> _Required task 1_:
Answer these from the passage below on passing two-dimensional arrays in C:
(a) In what decade was the decision to allow this syntax made?
(b) In the example, how many elements does the actual argument provide for the first dimension?
(c) What happens if col >= 20?

> _Passage given_:
* * * *
The decision to allow this syntax was made in the 1970s and has caused much confusion ever since...
The length of the first dimension is ignored, but the length of additional dimensions are necessary to allow the compiler to compute offsets correctly. In the following example, the foo function is passed a pointer to a two-dimensional array.
#include <stdio.h>
void foo(int args[10][20])
{
printf("%zd\n", sizeof(args[0]));
}
int main(int argc, char **argv)
{
int a[2][20];
foo(a);
return 0;
}
The size of the first dimension [10] is ignored; the compiler will not prevent you from indexing off the end (notice that the formal wants 10 elements, but the actual provides only 2). However, the size of the second dimension [20] is used to determine the stride of each row, and here, the formal must match the actual. Again, the compiler will not prevent you from indexing off the end of the second dimension either.
The byte offset from the base of the array to an element args[row][col] is determined by:
sizeof(int)*(col + 20*row)
Note that if col >= 20, then you will actually index into a subsequent row (or off the end of the entire array).
* * * *
> _Required task 2_: Extract every line of the rows below that contains the string "wheel". Case counts.
* * * *
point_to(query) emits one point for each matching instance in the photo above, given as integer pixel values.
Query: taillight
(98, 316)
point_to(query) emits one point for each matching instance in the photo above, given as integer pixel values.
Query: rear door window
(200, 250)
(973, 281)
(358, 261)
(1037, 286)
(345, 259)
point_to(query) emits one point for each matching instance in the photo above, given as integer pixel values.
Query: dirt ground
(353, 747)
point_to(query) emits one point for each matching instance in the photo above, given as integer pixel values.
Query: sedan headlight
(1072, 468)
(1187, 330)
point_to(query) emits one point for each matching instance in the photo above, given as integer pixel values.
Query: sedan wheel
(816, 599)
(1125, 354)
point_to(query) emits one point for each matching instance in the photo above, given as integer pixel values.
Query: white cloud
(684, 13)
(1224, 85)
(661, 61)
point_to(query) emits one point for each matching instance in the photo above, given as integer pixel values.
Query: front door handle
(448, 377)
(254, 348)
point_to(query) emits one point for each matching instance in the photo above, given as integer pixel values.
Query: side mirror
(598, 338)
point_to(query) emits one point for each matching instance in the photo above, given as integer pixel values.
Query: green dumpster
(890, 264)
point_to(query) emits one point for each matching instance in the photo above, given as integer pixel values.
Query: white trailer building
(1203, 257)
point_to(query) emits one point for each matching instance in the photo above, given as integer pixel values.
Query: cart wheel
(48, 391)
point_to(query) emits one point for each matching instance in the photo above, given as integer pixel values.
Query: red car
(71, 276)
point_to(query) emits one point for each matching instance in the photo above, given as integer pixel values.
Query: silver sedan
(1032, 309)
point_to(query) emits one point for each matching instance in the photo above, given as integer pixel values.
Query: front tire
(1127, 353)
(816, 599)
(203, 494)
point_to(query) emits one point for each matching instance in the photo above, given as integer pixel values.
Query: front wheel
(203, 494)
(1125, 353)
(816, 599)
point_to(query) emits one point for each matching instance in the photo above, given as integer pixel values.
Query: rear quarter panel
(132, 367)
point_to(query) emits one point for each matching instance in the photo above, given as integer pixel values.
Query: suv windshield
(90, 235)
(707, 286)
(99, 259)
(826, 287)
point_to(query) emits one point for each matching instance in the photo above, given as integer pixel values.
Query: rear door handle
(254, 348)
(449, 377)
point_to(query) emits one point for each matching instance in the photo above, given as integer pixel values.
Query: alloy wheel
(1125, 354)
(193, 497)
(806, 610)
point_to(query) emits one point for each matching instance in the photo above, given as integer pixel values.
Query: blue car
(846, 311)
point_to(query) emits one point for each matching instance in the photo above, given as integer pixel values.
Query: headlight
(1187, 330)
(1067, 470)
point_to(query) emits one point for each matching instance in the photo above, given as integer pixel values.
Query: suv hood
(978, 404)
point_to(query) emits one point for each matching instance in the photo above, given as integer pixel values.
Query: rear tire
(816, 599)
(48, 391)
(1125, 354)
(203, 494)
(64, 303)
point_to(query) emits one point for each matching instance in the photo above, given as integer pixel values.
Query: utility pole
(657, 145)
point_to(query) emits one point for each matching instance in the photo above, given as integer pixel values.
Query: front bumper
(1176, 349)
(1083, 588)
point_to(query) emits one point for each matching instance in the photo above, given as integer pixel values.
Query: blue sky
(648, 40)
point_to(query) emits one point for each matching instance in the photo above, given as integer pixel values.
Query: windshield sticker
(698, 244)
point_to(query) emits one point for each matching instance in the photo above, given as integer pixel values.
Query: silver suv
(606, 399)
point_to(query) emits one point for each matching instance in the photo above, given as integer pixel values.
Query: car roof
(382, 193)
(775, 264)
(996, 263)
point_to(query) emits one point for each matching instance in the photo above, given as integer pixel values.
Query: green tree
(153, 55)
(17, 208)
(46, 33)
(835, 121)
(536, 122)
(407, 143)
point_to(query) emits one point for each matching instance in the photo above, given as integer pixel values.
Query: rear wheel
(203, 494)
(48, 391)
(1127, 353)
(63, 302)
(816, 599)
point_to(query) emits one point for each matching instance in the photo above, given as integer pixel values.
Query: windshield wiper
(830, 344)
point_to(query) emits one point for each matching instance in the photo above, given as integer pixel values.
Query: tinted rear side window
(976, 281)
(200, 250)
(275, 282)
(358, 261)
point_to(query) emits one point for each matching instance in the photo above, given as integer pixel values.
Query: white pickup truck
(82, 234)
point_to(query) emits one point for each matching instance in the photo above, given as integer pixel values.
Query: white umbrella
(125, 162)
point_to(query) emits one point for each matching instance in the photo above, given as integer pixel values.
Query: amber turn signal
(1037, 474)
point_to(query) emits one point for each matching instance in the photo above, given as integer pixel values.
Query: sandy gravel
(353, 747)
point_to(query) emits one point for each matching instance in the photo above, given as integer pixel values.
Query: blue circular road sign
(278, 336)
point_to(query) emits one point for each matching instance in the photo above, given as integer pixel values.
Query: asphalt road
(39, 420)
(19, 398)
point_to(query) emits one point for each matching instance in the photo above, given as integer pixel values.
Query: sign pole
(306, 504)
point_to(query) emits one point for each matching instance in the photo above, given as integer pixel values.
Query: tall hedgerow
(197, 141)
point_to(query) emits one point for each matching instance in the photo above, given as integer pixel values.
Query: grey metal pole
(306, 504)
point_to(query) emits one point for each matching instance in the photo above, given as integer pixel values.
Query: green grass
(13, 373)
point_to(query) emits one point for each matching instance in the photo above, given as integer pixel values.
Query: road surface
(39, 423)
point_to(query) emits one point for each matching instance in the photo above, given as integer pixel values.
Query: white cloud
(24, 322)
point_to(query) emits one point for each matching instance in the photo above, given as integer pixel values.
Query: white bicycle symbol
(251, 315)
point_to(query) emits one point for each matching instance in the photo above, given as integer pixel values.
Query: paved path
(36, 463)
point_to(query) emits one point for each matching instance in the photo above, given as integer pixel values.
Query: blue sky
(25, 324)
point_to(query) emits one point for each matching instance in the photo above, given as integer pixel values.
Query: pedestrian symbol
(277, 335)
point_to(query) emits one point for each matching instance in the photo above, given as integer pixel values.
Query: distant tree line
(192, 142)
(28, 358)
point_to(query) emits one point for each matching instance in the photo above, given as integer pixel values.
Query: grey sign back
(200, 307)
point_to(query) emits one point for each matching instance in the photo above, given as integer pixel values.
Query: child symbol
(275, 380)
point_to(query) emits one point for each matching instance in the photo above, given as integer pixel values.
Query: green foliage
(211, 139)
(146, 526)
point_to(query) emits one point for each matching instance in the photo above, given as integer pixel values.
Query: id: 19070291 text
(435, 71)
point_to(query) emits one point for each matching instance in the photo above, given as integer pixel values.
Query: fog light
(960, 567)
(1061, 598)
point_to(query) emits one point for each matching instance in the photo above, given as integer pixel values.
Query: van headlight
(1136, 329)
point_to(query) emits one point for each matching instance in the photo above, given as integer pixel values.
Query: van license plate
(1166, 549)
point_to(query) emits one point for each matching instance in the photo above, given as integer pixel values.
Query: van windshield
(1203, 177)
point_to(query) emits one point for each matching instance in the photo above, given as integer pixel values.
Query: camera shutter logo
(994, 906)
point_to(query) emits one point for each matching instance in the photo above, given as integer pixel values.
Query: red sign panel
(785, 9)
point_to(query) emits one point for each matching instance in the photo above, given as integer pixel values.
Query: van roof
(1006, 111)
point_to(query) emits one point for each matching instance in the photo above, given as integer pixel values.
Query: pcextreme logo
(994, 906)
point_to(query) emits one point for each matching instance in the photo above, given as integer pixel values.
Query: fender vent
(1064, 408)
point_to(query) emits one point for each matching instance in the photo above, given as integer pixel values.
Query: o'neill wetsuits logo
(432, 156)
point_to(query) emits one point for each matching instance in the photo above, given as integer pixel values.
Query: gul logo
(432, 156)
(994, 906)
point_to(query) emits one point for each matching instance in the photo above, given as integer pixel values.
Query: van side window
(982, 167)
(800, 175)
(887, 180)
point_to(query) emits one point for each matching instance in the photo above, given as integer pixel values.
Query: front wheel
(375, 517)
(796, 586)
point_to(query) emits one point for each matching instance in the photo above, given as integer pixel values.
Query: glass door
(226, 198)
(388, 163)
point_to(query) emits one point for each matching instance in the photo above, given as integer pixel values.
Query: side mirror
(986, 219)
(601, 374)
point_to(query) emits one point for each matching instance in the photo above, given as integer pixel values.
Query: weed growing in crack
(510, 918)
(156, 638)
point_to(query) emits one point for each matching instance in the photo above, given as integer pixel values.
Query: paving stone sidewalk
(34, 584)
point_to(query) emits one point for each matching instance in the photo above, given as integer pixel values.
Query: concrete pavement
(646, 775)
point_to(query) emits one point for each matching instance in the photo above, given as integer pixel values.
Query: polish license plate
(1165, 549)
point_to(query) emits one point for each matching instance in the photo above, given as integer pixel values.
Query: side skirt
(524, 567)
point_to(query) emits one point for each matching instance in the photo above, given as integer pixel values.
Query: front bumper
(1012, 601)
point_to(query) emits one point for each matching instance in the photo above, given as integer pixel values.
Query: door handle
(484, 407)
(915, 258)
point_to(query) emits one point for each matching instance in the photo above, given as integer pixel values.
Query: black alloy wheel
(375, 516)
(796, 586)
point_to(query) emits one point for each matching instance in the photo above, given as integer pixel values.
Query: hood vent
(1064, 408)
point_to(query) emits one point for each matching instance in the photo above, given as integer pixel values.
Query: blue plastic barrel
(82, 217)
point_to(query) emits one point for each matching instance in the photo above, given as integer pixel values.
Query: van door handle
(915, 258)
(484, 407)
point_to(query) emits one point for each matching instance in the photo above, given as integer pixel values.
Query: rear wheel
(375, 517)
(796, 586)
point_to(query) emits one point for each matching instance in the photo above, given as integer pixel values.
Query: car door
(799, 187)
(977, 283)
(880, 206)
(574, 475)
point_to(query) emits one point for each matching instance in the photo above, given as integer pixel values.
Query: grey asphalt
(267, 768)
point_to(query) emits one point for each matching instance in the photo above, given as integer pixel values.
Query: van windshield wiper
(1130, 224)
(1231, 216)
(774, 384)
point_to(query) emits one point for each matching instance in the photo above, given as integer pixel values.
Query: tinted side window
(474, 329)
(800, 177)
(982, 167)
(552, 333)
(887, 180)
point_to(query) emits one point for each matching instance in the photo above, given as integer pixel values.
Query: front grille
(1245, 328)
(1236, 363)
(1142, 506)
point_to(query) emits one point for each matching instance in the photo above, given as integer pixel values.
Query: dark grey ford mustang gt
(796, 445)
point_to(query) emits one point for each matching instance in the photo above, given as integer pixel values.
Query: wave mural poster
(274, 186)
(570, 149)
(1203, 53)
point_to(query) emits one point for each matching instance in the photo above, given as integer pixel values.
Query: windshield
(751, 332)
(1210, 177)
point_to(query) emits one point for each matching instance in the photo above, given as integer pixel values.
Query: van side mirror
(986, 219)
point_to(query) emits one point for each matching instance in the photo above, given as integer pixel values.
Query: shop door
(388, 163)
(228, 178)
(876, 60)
* * * *
> _Complete output 1_:
(a) The 1970s.
(b) Only 2.
(c) You index into a subsequent row, or off the end of the entire array.

> _Complete output 2_:
Query: sedan wheel
Query: cart wheel
Query: front wheel
Query: alloy wheel
Query: rear wheel
Query: front wheel
Query: black alloy wheel
Query: rear wheel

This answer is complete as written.